EXERCISE AIM
Locate every line in the material below that has the word "house". Copy each of those lines.

[ENTRIES SHOWN]

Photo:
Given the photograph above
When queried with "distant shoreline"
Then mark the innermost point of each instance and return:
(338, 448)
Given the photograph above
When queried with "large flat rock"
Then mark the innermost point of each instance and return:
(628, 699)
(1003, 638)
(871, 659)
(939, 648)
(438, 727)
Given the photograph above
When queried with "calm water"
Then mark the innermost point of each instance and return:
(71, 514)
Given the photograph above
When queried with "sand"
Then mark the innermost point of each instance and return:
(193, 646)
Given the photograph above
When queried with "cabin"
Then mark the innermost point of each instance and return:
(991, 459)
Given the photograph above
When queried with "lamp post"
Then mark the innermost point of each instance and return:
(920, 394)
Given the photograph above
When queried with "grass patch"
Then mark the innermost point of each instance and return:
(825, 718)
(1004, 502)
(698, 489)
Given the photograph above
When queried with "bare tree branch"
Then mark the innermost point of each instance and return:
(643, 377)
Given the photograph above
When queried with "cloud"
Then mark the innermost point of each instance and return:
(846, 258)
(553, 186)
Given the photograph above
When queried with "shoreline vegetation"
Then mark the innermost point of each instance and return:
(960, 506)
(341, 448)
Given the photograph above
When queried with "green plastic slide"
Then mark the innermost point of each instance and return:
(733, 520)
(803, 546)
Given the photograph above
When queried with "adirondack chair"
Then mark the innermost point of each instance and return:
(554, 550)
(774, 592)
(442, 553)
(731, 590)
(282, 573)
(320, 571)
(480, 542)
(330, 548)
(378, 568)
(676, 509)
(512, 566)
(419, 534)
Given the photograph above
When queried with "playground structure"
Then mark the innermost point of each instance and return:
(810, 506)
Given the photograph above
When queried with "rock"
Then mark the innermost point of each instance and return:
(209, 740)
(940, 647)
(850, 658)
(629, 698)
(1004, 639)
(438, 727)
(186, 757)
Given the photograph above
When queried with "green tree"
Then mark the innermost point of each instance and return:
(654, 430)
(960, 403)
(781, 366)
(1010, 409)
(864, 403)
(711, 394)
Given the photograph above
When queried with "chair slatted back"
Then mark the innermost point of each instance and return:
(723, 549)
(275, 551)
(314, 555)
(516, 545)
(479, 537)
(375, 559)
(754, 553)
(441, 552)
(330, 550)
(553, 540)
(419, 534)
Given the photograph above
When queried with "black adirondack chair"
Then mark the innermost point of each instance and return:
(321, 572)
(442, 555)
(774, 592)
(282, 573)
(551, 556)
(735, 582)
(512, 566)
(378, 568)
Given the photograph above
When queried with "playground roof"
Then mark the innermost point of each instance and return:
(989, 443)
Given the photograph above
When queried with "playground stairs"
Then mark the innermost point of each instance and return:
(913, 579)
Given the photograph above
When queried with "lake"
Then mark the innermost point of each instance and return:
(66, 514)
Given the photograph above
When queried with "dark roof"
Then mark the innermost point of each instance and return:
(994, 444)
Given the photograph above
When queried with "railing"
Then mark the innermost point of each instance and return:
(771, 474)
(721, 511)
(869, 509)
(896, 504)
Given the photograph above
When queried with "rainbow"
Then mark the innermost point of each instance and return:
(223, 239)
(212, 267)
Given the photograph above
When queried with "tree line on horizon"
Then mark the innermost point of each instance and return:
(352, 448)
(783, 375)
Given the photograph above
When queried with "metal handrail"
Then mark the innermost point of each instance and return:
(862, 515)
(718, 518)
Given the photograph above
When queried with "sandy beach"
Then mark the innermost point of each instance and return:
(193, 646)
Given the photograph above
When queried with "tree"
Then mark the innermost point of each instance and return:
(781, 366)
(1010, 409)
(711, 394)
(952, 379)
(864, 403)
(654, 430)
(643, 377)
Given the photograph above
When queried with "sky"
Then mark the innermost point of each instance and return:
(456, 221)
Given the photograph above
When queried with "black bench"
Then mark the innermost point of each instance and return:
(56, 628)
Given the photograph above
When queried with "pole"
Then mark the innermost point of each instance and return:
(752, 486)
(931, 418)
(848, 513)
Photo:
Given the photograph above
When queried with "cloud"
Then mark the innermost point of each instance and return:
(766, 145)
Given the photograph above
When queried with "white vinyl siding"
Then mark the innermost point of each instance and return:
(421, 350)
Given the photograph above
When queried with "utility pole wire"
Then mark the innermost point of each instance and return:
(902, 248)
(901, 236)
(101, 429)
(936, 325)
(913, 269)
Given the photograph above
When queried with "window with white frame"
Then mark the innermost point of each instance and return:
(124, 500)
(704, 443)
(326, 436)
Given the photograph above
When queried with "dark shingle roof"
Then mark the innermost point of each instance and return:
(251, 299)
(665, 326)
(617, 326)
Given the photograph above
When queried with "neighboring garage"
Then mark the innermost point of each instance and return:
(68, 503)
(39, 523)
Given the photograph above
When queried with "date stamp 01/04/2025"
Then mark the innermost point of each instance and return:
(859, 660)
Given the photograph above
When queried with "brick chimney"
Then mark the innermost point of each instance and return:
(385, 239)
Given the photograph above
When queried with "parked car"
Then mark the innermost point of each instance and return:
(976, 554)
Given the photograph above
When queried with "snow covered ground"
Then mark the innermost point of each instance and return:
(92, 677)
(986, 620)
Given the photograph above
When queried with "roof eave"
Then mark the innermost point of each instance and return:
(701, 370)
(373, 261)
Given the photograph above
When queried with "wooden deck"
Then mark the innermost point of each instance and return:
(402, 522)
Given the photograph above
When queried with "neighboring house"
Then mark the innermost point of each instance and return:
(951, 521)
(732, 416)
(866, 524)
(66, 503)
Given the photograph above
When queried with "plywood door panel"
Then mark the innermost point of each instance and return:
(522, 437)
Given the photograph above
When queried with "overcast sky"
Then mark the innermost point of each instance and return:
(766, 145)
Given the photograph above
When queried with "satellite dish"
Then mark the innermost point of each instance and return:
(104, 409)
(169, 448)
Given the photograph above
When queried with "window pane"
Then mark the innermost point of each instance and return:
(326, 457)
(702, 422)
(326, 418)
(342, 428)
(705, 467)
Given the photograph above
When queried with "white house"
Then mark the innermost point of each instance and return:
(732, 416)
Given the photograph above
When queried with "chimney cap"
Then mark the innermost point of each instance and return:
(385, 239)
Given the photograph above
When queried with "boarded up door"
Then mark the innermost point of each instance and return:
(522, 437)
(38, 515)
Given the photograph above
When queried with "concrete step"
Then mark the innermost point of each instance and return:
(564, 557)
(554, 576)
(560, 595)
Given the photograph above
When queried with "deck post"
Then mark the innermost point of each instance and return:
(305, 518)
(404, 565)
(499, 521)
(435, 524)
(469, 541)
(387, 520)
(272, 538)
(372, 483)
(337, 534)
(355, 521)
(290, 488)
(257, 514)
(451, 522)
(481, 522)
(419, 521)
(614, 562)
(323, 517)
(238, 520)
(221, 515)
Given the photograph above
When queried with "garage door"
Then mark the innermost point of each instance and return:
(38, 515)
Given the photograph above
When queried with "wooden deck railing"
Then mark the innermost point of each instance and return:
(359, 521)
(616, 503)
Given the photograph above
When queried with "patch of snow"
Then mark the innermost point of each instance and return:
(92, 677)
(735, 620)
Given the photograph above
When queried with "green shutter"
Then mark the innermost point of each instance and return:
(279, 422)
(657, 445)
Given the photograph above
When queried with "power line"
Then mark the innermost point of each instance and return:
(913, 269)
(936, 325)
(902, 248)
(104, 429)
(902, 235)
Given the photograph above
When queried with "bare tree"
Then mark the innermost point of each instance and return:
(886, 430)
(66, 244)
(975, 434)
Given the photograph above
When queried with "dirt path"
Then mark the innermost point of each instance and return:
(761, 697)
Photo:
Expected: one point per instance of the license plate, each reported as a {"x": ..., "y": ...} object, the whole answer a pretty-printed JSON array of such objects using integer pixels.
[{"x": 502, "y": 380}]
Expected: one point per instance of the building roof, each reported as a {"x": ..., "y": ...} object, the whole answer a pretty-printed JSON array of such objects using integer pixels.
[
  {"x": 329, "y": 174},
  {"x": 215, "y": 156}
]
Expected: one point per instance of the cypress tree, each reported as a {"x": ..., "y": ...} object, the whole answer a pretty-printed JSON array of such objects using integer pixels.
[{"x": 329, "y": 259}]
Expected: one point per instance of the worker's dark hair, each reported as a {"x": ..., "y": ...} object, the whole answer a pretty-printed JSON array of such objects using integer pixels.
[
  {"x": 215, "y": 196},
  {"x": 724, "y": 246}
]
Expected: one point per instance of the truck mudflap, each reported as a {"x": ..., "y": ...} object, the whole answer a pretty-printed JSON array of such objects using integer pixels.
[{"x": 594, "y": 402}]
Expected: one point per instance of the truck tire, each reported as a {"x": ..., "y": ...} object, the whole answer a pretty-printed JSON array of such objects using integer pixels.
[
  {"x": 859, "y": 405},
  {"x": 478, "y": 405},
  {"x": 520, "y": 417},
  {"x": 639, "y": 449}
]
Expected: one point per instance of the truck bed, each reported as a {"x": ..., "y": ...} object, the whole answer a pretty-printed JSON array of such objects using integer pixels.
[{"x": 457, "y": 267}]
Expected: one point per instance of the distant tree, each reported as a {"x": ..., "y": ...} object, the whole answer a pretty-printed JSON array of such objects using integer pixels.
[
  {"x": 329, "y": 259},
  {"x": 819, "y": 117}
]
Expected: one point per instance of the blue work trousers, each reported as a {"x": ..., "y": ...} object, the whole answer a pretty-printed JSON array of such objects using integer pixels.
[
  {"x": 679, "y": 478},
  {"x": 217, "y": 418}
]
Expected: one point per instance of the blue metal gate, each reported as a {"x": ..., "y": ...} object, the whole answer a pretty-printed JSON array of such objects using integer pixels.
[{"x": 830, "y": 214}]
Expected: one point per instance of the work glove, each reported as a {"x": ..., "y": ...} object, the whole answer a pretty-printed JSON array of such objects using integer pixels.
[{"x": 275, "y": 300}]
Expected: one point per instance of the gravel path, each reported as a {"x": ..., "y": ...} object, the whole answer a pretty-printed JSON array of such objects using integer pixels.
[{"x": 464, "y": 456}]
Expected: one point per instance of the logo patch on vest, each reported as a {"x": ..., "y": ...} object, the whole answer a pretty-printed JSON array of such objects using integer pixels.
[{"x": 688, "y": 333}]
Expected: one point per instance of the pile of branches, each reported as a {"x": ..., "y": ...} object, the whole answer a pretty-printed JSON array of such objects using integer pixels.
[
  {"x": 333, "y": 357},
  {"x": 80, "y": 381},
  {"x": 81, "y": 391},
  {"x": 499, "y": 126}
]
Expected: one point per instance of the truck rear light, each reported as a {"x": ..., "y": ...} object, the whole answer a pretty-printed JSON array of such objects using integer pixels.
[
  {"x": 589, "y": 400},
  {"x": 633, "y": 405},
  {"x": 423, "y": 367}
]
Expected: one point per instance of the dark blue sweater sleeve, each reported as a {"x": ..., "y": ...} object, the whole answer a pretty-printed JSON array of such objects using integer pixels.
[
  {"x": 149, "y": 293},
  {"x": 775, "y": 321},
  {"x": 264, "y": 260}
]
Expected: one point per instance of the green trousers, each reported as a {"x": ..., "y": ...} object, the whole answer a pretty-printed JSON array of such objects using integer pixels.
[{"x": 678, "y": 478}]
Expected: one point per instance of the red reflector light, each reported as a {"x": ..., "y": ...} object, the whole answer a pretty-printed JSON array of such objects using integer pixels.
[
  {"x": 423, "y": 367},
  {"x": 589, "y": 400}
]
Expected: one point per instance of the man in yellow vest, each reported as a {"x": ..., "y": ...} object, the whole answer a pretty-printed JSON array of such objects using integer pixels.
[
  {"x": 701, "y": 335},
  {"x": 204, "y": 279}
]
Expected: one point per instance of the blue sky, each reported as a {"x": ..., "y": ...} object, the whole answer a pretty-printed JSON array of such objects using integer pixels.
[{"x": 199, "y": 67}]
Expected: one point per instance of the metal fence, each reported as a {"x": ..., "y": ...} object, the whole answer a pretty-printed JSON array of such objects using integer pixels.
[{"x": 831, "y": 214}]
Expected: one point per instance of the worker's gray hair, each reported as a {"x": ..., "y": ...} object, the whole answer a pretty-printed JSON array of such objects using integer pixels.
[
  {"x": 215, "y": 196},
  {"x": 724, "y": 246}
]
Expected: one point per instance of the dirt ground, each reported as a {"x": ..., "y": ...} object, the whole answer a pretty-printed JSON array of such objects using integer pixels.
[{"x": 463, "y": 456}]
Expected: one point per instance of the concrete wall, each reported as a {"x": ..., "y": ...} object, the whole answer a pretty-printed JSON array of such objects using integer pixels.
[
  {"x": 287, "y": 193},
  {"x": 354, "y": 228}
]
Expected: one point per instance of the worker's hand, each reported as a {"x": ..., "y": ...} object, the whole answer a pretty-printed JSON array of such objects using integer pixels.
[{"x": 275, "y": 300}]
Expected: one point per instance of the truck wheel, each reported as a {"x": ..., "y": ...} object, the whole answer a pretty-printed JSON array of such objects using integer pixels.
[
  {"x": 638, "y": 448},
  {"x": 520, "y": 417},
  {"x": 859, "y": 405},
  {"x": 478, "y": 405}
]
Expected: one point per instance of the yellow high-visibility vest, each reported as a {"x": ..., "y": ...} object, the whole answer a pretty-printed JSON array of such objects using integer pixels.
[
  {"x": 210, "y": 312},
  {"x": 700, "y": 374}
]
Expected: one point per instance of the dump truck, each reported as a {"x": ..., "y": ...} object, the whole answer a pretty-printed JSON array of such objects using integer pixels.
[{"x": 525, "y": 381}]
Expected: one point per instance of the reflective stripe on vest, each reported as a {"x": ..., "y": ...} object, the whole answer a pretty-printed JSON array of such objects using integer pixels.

[/ENTRIES SHOWN]

RESPONSE TO THIS EXERCISE
When queried with "neighboring house"
When queried with "white house"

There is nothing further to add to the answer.